一组数据:

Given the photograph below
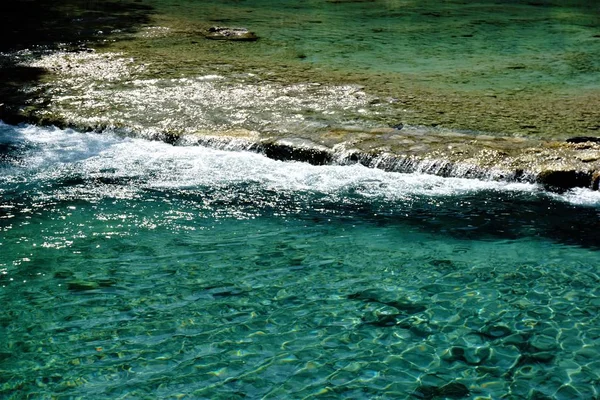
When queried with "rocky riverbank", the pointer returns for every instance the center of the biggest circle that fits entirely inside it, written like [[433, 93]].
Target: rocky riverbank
[[164, 80]]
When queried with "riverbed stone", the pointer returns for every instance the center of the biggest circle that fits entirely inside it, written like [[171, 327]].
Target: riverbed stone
[[227, 33]]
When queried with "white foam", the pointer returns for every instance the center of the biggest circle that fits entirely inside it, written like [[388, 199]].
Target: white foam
[[154, 164]]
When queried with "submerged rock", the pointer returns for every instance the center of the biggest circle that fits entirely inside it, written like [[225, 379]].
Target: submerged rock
[[583, 139], [452, 390], [225, 33]]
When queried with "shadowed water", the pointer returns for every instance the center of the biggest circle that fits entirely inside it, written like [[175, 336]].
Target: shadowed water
[[136, 268]]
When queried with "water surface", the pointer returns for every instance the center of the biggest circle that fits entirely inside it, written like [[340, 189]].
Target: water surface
[[132, 268]]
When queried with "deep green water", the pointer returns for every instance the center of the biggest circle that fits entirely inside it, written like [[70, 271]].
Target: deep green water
[[136, 269]]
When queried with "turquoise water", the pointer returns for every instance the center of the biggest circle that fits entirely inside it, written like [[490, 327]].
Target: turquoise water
[[137, 269], [479, 45]]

练习目标
请把材料中从含有“like [[175, 336]].”的那一行开始、到材料最后一行结束的各行改写成编号列表，首尾两行都包括在内，空行不列。

任务输出
1. When queried with "shadowed water", the pointer returns for every instance the center of the biggest circle that fits entirely inside it, written like [[175, 336]].
2. Target: shadowed water
3. [[136, 268]]
4. When queried with "water surface", the pointer returns for every instance the center of the biggest circle that fits entirely inside it, written like [[340, 189]].
5. Target: water surface
6. [[132, 268]]
7. When queried with "deep green water", the pointer returns for every instance the center of the biggest circle that fits entirely inside it, written like [[70, 271]].
8. Target: deep green water
9. [[136, 269]]
10. When queried with "turquoise water", the pointer returns for every instance the center of the biggest circle that fits entirely inside it, written like [[490, 327]].
11. Target: turquoise water
12. [[137, 269], [479, 45]]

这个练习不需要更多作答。